TASKS:
- a) Please transcribe the text on political contention from "And this body" to "in specific cases.".
- b) According to the text on political contention, which literatures regarding contention does Part III of the study take up? List them all.

DOCUMENT TEXT:

For example, they introduce their case studies in Part III of the book in these terms:
Part III of the study takes up three distinct literatures regarding contention -- revolution, nationalism, and democratization -- in view of the paths our quest has followed. The goal of that concluding section is to emphasize the commonalities as well as the differences in those forms of contention through an examination of the explanatory mechanisms and political processes we have uncovered in Parts I and II. (kl 511)
And a few paragraphs later:
Let us insist: Our aim is not to construct general models of revolution, democratization, or social movements, much less of all political contention whenever and wherever it occurs. On the contrary, we aim to identify crucial causal mechanisms that recur in a wide variety of contention, but produce different aggregate outcomes depending on the initial conditions, combinations, and sequences in which they occur. (kl 519)
Here is how they summarize their attempt to explain particular episodes of social contention. They focus on a "number of loosely connected mechanisms and processes":
  • A mobilization process triggered by environmental changes and that consists of a combination of attribution of opportunities and threats, social appropriation, construction of frames, situations, identities, and innovative collective action.
  • A family of mechanisms still to be elucidated around the processes of actor and identity constitution and the actions that constitute them.
  • A set of mechanisms often found in trajectories of contention that recurs in protracted episodes of contention, competition, diffusion, repression, and radicalization. (kl 941)
And this body of social mechanisms is taken to provide a basis for historically grounded explanations of the forms of contention observed in specific cases.

This seems to parallel fairly closely the intellectual process that Craver and Darden describe in the case of biology: create an inventory of common causal mechanisms and analyze new cases by trying to see to what extent some of those known mechanisms can be discerned in the new material.

This account of an important type of social science research resonates well with a broad range of social science disciplines. It aligns with Robert Merton's notion of "theories of the middle range" in the social sciences, and the idea of developing a toolbox of patterns of social behavior on the basis of which to explain specific episodes. Rather than looking for general theories on the basis of which to unify wide swaths of the social world under a deductive explanatory system, this mechanisms-based approach suggests coming at social explanation piecemeal: finding the components and sub-processes of observed social ensembles, on the basis of which we can explain some aspects of the behavior of those ensembles.

[Dataset entries]
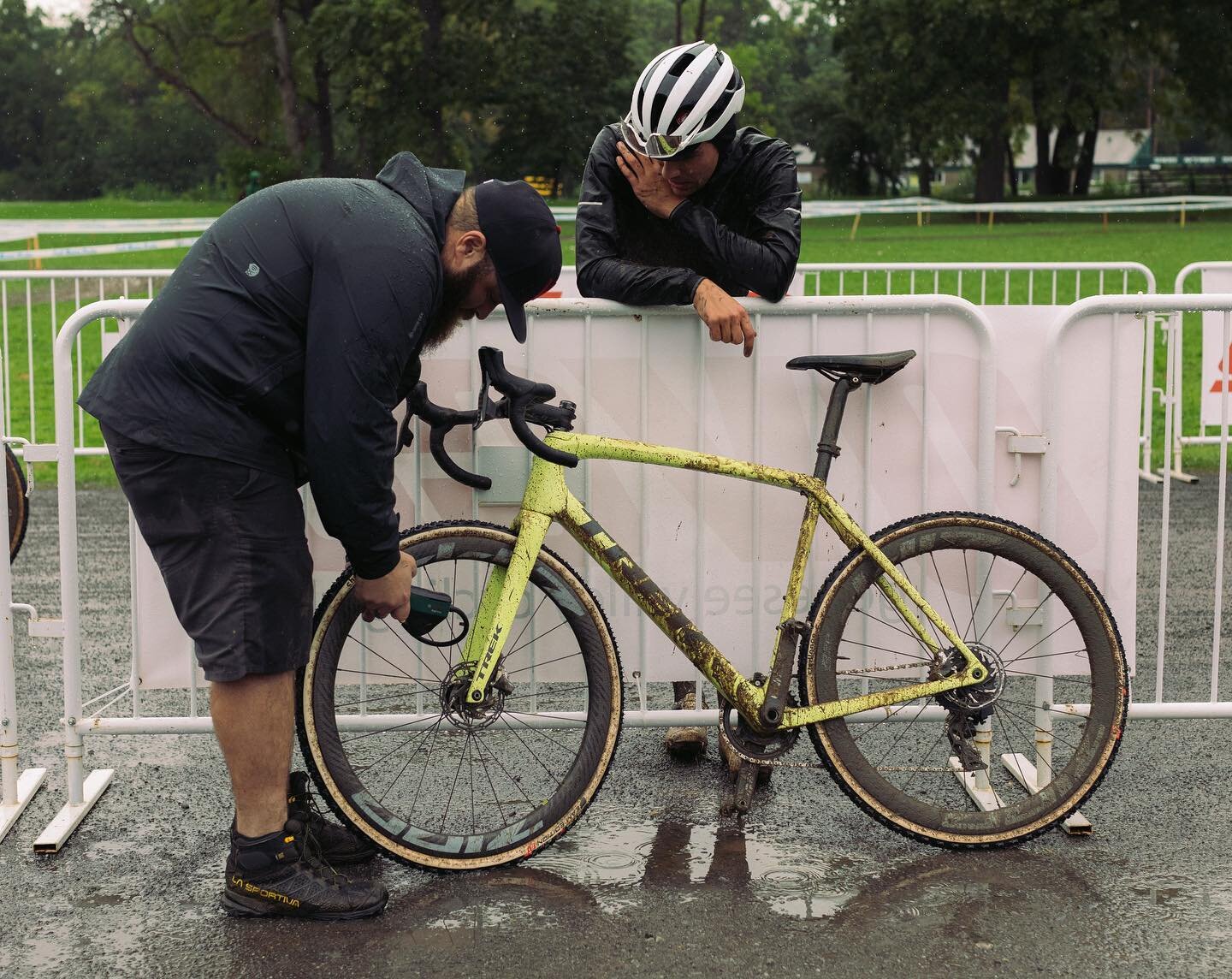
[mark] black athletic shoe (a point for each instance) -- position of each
(335, 845)
(275, 875)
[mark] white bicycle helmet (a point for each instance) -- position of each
(684, 97)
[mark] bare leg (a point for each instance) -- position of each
(254, 721)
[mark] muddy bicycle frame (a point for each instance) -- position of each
(548, 500)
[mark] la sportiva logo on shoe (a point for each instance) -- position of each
(270, 895)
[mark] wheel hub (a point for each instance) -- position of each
(977, 699)
(471, 716)
(755, 747)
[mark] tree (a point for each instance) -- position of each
(554, 105)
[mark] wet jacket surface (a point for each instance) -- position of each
(287, 335)
(741, 229)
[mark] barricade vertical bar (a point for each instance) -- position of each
(77, 305)
(134, 626)
(643, 395)
(755, 618)
(1148, 391)
(83, 792)
(1170, 399)
(1226, 377)
(4, 319)
(30, 358)
(16, 789)
(699, 492)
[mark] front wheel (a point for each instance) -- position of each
(986, 765)
(433, 780)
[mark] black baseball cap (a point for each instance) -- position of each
(524, 242)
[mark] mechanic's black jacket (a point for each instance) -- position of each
(286, 338)
(741, 229)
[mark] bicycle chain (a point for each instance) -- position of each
(764, 763)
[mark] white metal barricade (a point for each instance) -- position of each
(33, 306)
(1001, 282)
(84, 789)
(580, 324)
(1175, 306)
(16, 786)
(1176, 335)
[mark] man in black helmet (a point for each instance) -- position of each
(680, 207)
(275, 355)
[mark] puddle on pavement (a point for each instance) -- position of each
(609, 869)
(703, 861)
(1188, 899)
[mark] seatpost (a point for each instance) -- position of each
(828, 447)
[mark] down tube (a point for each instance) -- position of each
(663, 612)
(500, 599)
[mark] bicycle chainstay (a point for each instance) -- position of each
(779, 763)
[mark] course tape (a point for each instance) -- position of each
(24, 229)
(106, 249)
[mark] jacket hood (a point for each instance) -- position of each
(430, 192)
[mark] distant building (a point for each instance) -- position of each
(1119, 156)
(808, 170)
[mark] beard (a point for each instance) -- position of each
(455, 288)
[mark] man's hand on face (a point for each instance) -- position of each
(646, 176)
(389, 595)
(727, 319)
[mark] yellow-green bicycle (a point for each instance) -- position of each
(960, 677)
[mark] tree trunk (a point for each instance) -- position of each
(991, 147)
(434, 20)
(1087, 158)
(324, 117)
(1063, 156)
(286, 84)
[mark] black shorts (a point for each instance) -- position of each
(229, 542)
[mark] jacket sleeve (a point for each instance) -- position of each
(602, 271)
(765, 260)
(361, 330)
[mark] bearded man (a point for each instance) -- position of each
(275, 355)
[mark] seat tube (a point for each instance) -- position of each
(828, 445)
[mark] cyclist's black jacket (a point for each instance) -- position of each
(286, 338)
(741, 229)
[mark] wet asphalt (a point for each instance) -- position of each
(655, 880)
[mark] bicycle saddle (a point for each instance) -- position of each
(870, 369)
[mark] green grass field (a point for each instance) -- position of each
(1159, 243)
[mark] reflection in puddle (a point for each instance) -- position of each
(725, 858)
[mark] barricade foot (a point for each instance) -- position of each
(69, 817)
(28, 782)
(1018, 766)
(987, 799)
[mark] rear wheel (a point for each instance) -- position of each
(946, 769)
(435, 782)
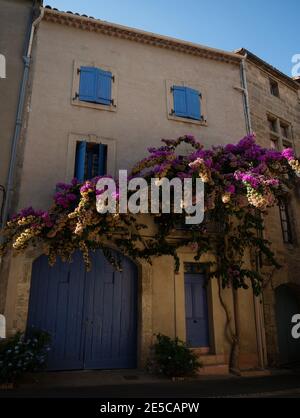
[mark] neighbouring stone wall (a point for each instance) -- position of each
(286, 108)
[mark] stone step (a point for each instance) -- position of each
(214, 370)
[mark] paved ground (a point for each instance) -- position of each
(138, 386)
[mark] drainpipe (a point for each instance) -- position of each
(18, 125)
(246, 95)
(257, 303)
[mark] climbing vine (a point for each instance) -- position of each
(242, 181)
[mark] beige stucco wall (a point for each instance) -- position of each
(140, 119)
(287, 108)
(14, 19)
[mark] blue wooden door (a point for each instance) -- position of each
(91, 317)
(197, 333)
(287, 305)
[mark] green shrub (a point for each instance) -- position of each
(173, 358)
(23, 353)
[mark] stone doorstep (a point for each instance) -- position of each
(213, 364)
(214, 370)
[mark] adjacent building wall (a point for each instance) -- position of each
(287, 108)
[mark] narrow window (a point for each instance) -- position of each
(285, 222)
(91, 160)
(274, 88)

RESPONSES TO THE EXERCISE:
- a)
And this body of social mechanisms is taken to provide a basis for historically grounded explanations of the forms of contention observed in specific cases.

- b)
- Revolution
- Nationalism
- Democratization